• **EXERCISE**
Can you put every line of the material below into a JSON list of strings, one string per line, leaving out any blank lines?

Extracted records
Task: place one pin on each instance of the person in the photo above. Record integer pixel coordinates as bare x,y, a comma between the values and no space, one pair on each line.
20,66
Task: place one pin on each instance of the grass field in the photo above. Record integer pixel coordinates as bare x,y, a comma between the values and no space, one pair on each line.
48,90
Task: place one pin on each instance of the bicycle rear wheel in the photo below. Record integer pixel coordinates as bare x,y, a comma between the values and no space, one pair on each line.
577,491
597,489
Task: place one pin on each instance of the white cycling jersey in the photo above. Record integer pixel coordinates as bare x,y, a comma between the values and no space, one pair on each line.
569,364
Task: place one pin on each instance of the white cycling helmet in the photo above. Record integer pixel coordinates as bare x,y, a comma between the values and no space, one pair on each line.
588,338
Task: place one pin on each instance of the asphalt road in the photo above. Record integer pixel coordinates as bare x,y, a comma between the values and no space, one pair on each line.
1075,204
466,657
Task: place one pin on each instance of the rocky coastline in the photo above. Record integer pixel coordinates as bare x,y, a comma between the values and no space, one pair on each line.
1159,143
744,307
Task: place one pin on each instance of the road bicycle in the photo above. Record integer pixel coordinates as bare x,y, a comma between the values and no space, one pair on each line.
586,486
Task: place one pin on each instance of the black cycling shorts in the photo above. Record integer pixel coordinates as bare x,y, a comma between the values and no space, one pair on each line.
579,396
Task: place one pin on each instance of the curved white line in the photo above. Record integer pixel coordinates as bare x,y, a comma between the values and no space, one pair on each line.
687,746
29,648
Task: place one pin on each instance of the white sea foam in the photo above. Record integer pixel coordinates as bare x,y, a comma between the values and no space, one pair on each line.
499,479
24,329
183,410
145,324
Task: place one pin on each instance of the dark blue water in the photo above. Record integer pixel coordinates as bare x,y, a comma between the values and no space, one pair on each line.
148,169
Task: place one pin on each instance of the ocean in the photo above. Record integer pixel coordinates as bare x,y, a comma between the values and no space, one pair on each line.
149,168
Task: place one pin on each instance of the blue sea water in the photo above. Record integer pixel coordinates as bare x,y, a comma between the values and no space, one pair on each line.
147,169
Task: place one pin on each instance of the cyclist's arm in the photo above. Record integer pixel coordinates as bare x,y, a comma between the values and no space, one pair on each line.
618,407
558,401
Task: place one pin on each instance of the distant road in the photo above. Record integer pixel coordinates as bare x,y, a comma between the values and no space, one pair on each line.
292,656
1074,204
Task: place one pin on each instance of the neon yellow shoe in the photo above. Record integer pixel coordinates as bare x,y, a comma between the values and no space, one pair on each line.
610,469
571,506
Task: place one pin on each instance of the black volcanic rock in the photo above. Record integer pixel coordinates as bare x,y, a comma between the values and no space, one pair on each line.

• **OUTPUT FOR THIS TASK**
[
  "Task: place one pin on each instance of the person in the photo above. Record integer pixel coordinates as bare x,y, a comma between the values and no space, one pair on each line.",
  "20,66",
  "Task: place one pin on each instance of the grass field in the photo above. Record integer pixel coordinates as bare x,y, a comma between the values and no space, one pair on each line.",
  "48,90",
  "Task: place one pin on each instance of the bicycle rear wheel in the photo below. Record integer pixel coordinates as bare x,y, a comma between the values and no space, one pair on each line.",
  "577,491",
  "597,489",
  "Task: place one pin on each instance of the white cycling jersey in the photo above. Record integer pixel coordinates as bare x,y, a comma between the values and no space, one pair on each line.",
  "569,364",
  "Task: place one pin on each instance of the white cycling helmet in the photo above. Record integer pixel coordinates as bare x,y, a comma between the values and no space, one pair on each line.",
  "588,338",
  "Task: place one pin on each instance of the asphalt road in the photo above. Record integer pixel coordinates as bare x,y, a comma between the values and no space, one pair on each line.",
  "1075,204",
  "466,657",
  "Task: place one pin on each instance of the rocky coastline in the photo above. Record integer pixel coordinates as bare x,y, a comma between the values and no space, one pair on each line.",
  "1159,143",
  "744,307",
  "Task: place one pin on each instance of the road bicycle in the photo above. Record integer pixel coordinates as bare x,y, a comma between the values and no space, one pair on each line.",
  "586,486",
  "Task: place one pin on each instance of the black cycling shorts in the photo above. Record integer pixel coordinates as bare x,y, a comma between the values and no space, one pair on each line.",
  "579,396",
  "Task: place one pin on each instance of the curved white line in the photo above. Record integer pixel coordinates as bare x,y, a comma between the values and no space, one pair on each line.",
  "687,746",
  "29,648",
  "Task: place one pin on each instance of the white sea foam in the photo above. Record integer pixel coordinates as bare x,y, a comma between the values and no space, one pair on each line.",
  "499,479",
  "24,329",
  "183,410",
  "145,324",
  "Task: place one pin on each instance of the dark blue water in the photo above. Record integer pixel coordinates as bare x,y, a comma between the values and no space, one pair on each line.",
  "148,169",
  "Task: place one pin on each instance of the ocean in the photo above. Record integer pixel coordinates as bare x,y, a comma between the values and no space, one pair on each line.",
  "149,168",
  "Task: place one pin on each instance of the blue sea water in the photo above. Record integer pixel coordinates as bare x,y, a comma between the values and no space, one pair on each line.",
  "147,169",
  "Task: place one pin on each instance of the cyclist's arm in the photo above. Record integer pixel coordinates as bare x,y, a comma between the values and no space, one pair on each line.",
  "618,407",
  "558,401",
  "Task: place one pin on each instance of the distant road in the photo above. Record integer pixel coordinates as bare x,y, a comma between the values and no space, one pair on each line.",
  "292,656",
  "1074,204",
  "Task: place one pin on each instance of the neon yellow shoe in the photo above. Record integer pixel coordinates as bare x,y, a comma between the values and no space, one pair on each line.",
  "610,469",
  "571,506",
  "Task: place one pin on each instance of the black volcanic rock in the photo above. Record integer pixel coordinates as bare x,y, a comma between the values and no space, one pair on each line."
]